- **Job**:
Print, please, the line that contains "cabin window in this photo." and each line after it to the end of the entries, unchanged and with nothing else.

[Provided information start]

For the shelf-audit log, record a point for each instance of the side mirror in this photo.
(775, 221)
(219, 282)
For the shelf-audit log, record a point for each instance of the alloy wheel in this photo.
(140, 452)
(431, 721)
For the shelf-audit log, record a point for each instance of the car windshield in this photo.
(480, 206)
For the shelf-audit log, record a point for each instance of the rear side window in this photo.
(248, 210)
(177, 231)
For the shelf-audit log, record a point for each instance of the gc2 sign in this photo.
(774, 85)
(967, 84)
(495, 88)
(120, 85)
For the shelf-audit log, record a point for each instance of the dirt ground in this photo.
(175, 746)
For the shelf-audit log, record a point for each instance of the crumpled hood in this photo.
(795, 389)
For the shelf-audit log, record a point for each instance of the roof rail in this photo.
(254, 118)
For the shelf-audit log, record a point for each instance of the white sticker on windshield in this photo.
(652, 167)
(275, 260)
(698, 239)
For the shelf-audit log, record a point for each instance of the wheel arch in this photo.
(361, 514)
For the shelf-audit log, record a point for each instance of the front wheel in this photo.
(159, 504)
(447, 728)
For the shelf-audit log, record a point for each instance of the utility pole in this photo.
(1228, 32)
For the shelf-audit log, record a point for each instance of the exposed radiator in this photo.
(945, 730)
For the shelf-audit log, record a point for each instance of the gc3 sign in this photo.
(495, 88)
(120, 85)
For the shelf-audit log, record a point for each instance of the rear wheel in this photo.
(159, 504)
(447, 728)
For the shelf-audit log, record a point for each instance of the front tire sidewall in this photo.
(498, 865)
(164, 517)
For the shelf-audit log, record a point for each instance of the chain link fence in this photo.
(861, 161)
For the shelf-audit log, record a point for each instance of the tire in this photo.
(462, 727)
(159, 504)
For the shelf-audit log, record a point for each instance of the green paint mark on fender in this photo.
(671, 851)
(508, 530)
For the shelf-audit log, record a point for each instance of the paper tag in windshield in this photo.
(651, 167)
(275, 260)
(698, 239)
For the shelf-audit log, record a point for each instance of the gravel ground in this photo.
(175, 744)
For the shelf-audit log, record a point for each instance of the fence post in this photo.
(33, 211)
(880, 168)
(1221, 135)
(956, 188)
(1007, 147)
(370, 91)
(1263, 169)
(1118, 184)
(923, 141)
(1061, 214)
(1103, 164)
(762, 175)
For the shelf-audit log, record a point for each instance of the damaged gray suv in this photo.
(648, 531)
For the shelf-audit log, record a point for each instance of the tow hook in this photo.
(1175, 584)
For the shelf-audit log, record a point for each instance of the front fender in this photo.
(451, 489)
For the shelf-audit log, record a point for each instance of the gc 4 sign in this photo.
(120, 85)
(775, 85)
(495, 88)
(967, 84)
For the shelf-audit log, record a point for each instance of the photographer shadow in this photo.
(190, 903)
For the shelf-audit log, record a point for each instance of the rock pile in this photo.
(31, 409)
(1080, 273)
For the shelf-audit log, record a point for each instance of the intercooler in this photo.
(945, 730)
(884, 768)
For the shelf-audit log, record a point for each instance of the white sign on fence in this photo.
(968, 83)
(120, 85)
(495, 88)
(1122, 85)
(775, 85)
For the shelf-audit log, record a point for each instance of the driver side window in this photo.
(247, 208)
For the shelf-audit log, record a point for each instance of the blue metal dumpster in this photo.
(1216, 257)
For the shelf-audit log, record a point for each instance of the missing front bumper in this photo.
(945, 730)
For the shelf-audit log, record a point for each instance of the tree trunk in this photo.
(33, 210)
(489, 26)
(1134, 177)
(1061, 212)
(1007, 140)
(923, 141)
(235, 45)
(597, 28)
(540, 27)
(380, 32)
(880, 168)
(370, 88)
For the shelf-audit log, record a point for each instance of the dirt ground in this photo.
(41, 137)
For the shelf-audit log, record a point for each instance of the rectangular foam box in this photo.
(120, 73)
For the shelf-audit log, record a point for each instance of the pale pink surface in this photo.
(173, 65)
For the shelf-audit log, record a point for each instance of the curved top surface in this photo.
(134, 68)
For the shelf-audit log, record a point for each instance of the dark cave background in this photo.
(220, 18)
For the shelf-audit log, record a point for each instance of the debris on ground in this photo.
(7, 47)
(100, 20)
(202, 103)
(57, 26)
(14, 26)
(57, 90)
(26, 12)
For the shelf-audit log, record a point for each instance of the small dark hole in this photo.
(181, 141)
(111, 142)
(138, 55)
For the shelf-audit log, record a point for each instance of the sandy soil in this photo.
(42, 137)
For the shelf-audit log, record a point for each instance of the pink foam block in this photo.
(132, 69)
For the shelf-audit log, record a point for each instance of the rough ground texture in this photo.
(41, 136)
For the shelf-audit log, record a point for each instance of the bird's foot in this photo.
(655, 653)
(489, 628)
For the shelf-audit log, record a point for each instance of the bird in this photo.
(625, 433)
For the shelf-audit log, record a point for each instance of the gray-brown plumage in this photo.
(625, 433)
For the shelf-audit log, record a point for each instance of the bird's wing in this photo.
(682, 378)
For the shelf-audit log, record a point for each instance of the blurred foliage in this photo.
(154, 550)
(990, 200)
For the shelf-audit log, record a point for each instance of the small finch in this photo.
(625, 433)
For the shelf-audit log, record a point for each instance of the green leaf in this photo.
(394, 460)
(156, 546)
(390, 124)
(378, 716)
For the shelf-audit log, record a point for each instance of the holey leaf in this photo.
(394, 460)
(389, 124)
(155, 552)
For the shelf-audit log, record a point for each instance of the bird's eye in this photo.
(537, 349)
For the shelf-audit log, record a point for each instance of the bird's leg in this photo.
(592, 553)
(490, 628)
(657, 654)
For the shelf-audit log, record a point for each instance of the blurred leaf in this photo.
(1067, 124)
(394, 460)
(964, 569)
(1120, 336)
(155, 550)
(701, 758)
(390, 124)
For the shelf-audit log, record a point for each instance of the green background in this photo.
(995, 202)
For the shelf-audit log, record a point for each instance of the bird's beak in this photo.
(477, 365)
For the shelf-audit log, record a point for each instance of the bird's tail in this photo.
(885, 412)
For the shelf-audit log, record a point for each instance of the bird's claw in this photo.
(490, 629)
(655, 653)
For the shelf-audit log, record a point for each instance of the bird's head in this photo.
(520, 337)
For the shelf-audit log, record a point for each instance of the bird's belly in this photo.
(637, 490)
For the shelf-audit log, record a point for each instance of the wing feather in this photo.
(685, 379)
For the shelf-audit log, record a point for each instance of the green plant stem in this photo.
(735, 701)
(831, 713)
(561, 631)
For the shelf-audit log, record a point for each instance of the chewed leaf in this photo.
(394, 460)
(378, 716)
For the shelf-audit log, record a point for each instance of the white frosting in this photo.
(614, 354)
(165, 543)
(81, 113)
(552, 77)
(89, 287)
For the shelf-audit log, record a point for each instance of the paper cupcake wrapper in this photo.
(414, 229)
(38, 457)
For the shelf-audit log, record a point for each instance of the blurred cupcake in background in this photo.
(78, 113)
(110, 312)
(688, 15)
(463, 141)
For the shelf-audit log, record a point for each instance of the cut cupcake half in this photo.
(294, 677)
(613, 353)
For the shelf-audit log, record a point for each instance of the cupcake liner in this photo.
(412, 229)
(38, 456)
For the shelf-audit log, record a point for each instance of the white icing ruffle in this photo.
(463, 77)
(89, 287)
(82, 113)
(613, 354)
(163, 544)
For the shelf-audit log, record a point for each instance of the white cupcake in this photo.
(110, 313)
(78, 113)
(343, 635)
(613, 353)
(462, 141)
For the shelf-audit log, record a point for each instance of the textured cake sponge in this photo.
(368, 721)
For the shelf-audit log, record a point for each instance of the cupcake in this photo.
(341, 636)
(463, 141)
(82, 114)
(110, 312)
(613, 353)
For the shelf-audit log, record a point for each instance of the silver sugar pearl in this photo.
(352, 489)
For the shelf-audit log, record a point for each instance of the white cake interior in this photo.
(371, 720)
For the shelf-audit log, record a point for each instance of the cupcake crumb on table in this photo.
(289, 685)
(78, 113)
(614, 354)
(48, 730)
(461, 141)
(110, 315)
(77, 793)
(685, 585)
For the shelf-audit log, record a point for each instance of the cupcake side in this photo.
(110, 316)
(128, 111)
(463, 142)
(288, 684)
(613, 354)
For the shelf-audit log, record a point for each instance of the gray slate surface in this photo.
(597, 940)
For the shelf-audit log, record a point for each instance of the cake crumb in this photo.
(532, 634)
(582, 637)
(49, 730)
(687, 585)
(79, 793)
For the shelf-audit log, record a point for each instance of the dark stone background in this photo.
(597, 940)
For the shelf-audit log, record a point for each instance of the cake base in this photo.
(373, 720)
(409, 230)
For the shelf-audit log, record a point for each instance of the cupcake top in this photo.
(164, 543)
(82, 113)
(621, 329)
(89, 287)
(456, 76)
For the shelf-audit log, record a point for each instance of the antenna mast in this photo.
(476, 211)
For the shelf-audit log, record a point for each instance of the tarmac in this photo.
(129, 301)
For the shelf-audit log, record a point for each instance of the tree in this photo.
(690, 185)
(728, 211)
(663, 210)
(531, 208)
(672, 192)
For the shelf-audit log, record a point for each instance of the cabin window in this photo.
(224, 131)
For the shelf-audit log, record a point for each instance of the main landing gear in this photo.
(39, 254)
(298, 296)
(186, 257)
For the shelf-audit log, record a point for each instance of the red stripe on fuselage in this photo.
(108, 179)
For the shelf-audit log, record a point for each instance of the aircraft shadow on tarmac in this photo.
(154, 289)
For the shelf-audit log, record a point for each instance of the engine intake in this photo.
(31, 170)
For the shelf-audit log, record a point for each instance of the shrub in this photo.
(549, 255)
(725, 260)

[Provided information end]

- **Task solution**:
For the shelf-audit log, record a point for each instance of the cabin window in this photo.
(224, 131)
For the shelf-audit log, record a point for each instance of the main landing gear in this photo.
(39, 254)
(298, 296)
(186, 257)
For the shelf-audit log, record a point for each instance of the red stripe on fuselage in this photo.
(108, 179)
For the shelf-audit log, record a point for each instance of the aircraft shadow on tarmac in this photo.
(154, 289)
For the shelf-audit log, record a point for each instance of the engine intake in this photo.
(31, 170)
For the shelf-audit log, record a point for each instance of the shrub in this photo.
(549, 255)
(725, 260)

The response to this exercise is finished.